## What you are asked to do
Omit every picture while repeating the entries exactly.

+ + + + +

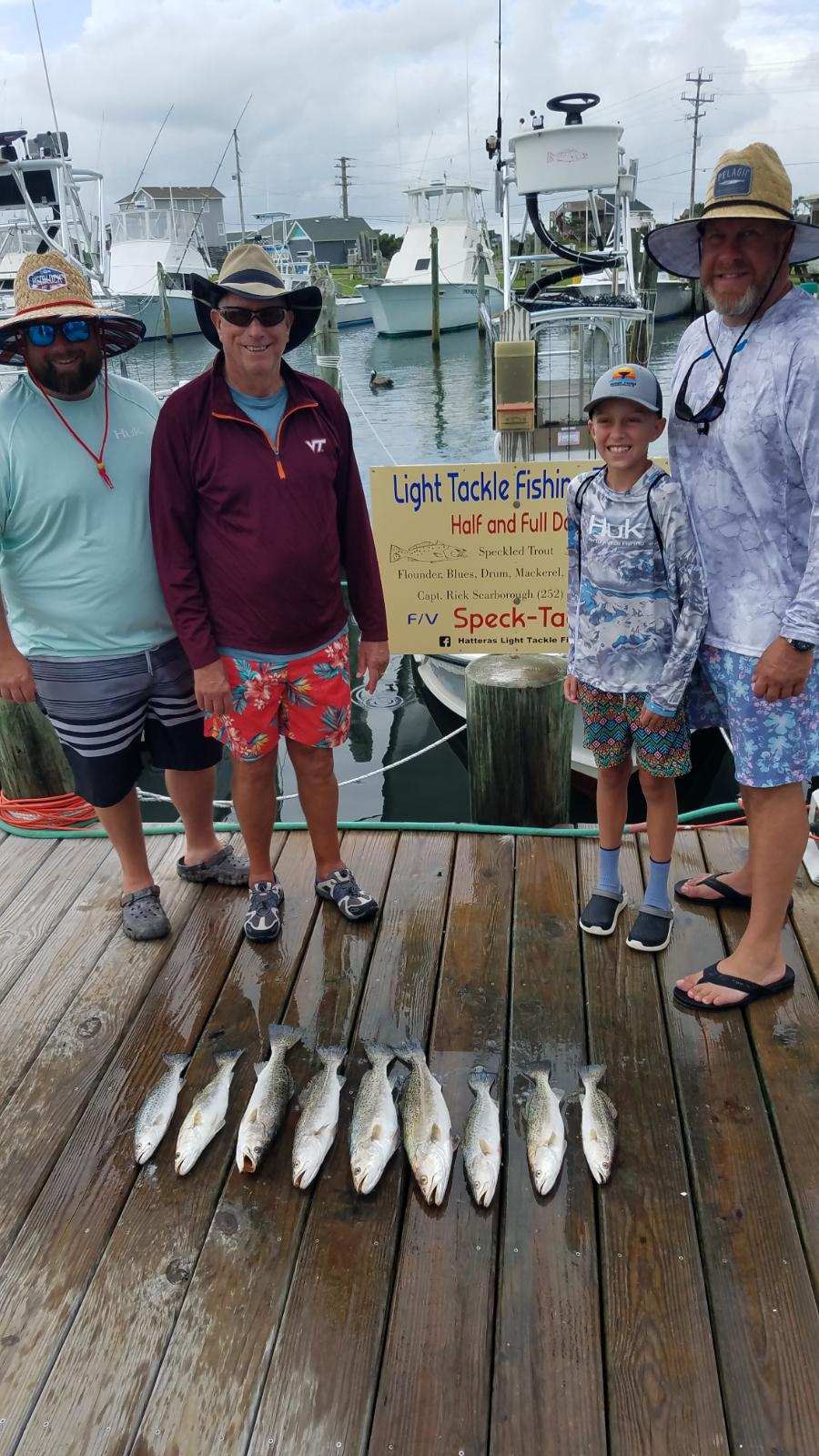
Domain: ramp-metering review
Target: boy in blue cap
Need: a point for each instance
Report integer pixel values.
(637, 613)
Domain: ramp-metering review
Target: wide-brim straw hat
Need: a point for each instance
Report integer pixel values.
(50, 286)
(249, 271)
(751, 182)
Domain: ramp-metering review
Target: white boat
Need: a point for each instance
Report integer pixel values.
(298, 271)
(46, 203)
(402, 302)
(152, 257)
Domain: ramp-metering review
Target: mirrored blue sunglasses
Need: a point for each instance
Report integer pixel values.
(76, 331)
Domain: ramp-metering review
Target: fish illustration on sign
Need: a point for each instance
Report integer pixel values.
(426, 552)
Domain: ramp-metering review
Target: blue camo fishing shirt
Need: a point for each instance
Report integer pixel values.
(753, 482)
(636, 615)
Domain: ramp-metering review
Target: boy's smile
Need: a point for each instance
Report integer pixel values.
(622, 431)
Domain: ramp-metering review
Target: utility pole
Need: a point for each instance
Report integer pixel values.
(238, 181)
(343, 182)
(698, 102)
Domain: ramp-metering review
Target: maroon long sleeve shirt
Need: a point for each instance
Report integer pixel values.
(251, 538)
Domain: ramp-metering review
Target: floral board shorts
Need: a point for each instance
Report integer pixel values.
(610, 730)
(773, 743)
(307, 699)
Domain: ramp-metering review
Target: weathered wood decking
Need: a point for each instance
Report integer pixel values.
(669, 1312)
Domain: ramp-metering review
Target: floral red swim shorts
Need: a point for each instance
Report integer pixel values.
(307, 699)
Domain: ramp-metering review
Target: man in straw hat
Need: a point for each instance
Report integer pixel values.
(743, 443)
(85, 628)
(257, 511)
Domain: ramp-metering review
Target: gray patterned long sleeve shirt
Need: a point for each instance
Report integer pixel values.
(637, 604)
(753, 482)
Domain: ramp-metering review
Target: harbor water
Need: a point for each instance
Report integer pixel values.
(439, 410)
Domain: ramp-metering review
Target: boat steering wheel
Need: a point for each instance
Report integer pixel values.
(573, 104)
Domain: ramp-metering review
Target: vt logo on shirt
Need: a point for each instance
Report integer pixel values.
(601, 529)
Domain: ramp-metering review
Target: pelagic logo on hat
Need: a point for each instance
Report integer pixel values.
(733, 181)
(47, 278)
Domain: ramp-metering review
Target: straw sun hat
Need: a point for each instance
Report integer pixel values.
(751, 182)
(50, 286)
(249, 271)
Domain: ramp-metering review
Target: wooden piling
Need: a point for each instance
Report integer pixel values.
(513, 325)
(33, 764)
(519, 728)
(481, 295)
(436, 295)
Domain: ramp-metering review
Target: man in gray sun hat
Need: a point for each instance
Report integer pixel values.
(742, 439)
(257, 513)
(85, 630)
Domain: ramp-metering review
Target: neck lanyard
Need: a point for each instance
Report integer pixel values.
(98, 459)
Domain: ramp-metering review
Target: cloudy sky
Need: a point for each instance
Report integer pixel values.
(407, 87)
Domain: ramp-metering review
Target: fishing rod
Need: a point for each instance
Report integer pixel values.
(213, 179)
(150, 153)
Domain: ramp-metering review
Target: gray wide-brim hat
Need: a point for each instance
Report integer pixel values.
(745, 184)
(249, 271)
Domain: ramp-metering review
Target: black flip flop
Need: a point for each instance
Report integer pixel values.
(729, 897)
(734, 983)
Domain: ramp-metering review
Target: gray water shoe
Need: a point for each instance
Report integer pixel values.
(263, 921)
(222, 868)
(143, 917)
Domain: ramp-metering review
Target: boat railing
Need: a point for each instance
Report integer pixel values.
(153, 226)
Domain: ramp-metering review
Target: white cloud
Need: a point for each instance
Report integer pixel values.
(387, 85)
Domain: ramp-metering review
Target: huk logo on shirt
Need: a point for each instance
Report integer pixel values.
(601, 529)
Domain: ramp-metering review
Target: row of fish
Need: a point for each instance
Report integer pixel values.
(375, 1130)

+ + + + +

## Correct response
Domain: ramp-metering review
Target: boy in blue cap
Need: a point for each instance
Report integer pixel values.
(637, 613)
Domain: ramp-metering review
Target: wide-brim straw hat
Need: a point for each instance
Report integer pixel values.
(50, 286)
(249, 271)
(751, 182)
Domain: ramp-metering review
Target: white boat
Need: a point for each instance
Report integer pixel values.
(298, 271)
(46, 203)
(402, 302)
(152, 257)
Domain: ramp-metering review
Target: mirrored blue sunglasses
Need: a point for each instance
Report integer pixel values.
(76, 331)
Domain: ramp-metering review
Target: fish illustration on sign
Need: a point for each instance
Report integer pixel values.
(426, 552)
Domain: ramp-metering review
Target: blue camo fishing shirt
Need: a point for each instance
Report integer pixel values.
(753, 482)
(636, 615)
Domain: ramp-metering review
Target: boy's smile
Need: a point for each instance
Report integer pixel values.
(622, 431)
Domain: ramp-metering review
Target: utility pole
Need: a point for each instance
Report integer pixel values.
(238, 181)
(343, 182)
(698, 102)
Domain: ramp-metering review
Target: maroon long sleeve shirt
Need: a point for each instance
Report integer pixel values.
(251, 538)
Domain: ramp-metering review
Target: floral board shorts
Need: a point for each instance
Report integer pixel values.
(610, 730)
(773, 743)
(307, 699)
Domain: ramp-metering review
Target: weathered wood decking
Need: a point for each instance
Report integer pixel values.
(669, 1312)
Domain: ramp-metering review
Target: floral red swim shorts
Need: a point for each instance
Report integer pixel values.
(307, 699)
Domain: ramp-metering review
Target: man in straw hat
Need: a point for each instance
Report integer pixel values.
(743, 443)
(85, 628)
(257, 511)
Domain: ramp-metering review
Target: gray patterned long sleeve shirt
Need: a point for each instance
Report integer pixel values.
(637, 604)
(753, 482)
Domain: ramp-metering review
Target: harbor water
Need: a point for each instance
Report integer pixel values.
(439, 410)
Domain: ramp-metering review
Target: boat steering wheel
Need: a point for each instance
Report integer pixel values.
(573, 104)
Domain: ramp-metering review
Target: vt logo on shirt
Need: a point for each instance
Report integer pixel values.
(601, 529)
Domain: ramp-metering review
Target: pelagic logo on hat
Need: a point for each instance
Report integer pixel values.
(733, 181)
(47, 278)
Domain: ramp-metering review
Target: straw sun hat
Need: a point for each instance
Report integer pixel values.
(751, 182)
(50, 286)
(249, 271)
Domain: ramp-metering review
Target: wooden piling
Need: a point for each instance
Report integer pixel values.
(513, 325)
(33, 764)
(519, 728)
(481, 295)
(436, 295)
Domain: ramp-metering review
Target: man in gray sun hat
Need: a point for each instance
Report integer pixel values.
(742, 439)
(257, 513)
(85, 630)
Domain: ramp-metering review
Target: neck lanyard
Need: a point for each instance
Report integer pixel values.
(98, 459)
Domain: ramp-metering review
Target: cloudy sky
Need: a point for each instance
Report integer pixel values.
(407, 87)
Domain: ramp-metering review
Target: fishing rod
Need: a point for each instance
Report integer pixel values.
(213, 179)
(150, 153)
Domain: ramp-metering review
Target: gray wide-brim hat
Need: a point for each instance
Report integer pixel values.
(745, 184)
(249, 271)
Domain: ramp-metering review
Target: black flip flop
Need: a point for each instance
Report integer pixel values.
(729, 897)
(734, 983)
Domain: ramp-metering review
Target: gray water shoe
Need: a point for each instance
Report integer pixel values.
(263, 921)
(222, 868)
(143, 917)
Domain: ramp-metering review
Target: boat railing
Need: a point for each instance
Report integer pixel values.
(153, 226)
Domain: ramp-metering review
Target: white cloud
Need: a point for each instance
Report integer pixel values.
(387, 85)
Domain: ramp-metering review
Target: huk logo on shirt
Need: a point for each instance
Report integer pixel values.
(601, 529)
Domain: ramp-metering review
Target: row of fish
Need: a point for each instance
Report integer pixel values.
(375, 1130)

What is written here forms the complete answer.